» **Objective**:
Rewrite the entries below, from the line with "Provide the location of each instance of the onion" through the last line of the entries, including both ends. Keep every line, requests too, and add -91 to each coordinate in the answers.

» **Extracted records**:
_____

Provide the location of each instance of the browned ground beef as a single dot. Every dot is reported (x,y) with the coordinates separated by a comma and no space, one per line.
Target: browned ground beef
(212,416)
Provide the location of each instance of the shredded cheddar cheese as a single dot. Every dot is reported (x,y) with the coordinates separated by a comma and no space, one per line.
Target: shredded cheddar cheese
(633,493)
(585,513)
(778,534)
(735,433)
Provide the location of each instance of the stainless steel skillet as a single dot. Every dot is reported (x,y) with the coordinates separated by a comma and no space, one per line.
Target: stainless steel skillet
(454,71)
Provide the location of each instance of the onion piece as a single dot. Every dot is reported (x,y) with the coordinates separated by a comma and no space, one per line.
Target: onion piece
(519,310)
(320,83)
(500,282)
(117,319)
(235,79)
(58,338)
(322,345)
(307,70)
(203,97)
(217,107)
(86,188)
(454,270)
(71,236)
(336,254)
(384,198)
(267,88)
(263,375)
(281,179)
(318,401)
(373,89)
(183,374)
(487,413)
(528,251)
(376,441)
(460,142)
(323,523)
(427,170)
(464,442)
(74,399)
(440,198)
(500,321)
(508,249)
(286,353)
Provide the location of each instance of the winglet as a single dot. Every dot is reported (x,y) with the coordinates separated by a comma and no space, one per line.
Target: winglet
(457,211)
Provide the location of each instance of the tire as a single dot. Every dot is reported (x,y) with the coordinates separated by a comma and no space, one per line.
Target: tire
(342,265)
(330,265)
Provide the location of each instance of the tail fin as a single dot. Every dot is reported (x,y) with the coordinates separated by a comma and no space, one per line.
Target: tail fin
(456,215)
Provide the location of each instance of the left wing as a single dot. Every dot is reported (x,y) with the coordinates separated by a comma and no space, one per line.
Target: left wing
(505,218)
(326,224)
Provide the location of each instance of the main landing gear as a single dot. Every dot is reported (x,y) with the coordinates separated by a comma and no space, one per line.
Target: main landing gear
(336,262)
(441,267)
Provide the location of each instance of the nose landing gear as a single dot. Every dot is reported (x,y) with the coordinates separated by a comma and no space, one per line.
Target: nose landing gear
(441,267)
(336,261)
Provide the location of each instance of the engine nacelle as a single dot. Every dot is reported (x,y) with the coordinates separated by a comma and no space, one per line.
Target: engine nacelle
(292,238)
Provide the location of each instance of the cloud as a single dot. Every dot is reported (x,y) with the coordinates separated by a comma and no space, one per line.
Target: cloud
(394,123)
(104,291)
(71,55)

_____

» **The output**:
Provide the location of each instance of the onion piece as a single dot. Every dot is reported (x,y) with the coordinates separated by a comma and no space, one per line.
Target: onion piece
(428,219)
(229,-8)
(409,191)
(26,228)
(144,-12)
(-33,247)
(231,254)
(216,-21)
(112,6)
(126,16)
(-5,97)
(363,179)
(-20,145)
(245,163)
(293,107)
(176,-3)
(172,284)
(190,88)
(227,310)
(282,-2)
(92,283)
(396,322)
(437,160)
(285,350)
(369,51)
(232,432)
(336,79)
(373,351)
(-17,308)
(349,107)
(409,230)
(417,158)
(195,262)
Provide the location of each instance of the winglet as a single dot. Every dot is reported (x,y) with the coordinates separated by a comma and no space, one per line.
Target: winglet
(366,120)
Provide the location of each instance of the tire as a single dot. Every dot is reported (x,y) with the coordinates separated by a comma and no space, one per line.
Target: tire
(251,174)
(239,174)
Provide the location of each instance of the tail fin as a single dot. Every dot is reported (x,y) with the coordinates separated by a comma and no space, one per line.
Target: tail fin
(365,124)
Provide the location of each instance of the left wing as a single dot. Every dot is reported (x,y) with the coordinates separated by a comma and no space, one per line.
Target: left wing
(414,127)
(235,133)
Provide the location of each instance of the main landing gear as a single dot. Every dot is reported (x,y) with the coordinates separated by a comma and no space, one per line.
Target: main landing gear
(245,171)
(350,176)
Provide the location of each instance of the nose landing gear as a single dot. Every dot is reported (x,y) with the coordinates separated by a comma and no space, one per line.
Target: nose landing gear
(350,176)
(245,170)
Provide the location of each instance of the engine nacelle as a single dot. Every dot is reported (x,y) with the coordinates separated by a comma and no space, one per line.
Target: engine nacelle
(201,147)
Provide the location of each instance of the cloud as a single dot. Every dot is reported (x,y) with the coordinates separated by a comma and no space, one per line.
Target: cloud
(303,32)
(13,200)
(-20,-36)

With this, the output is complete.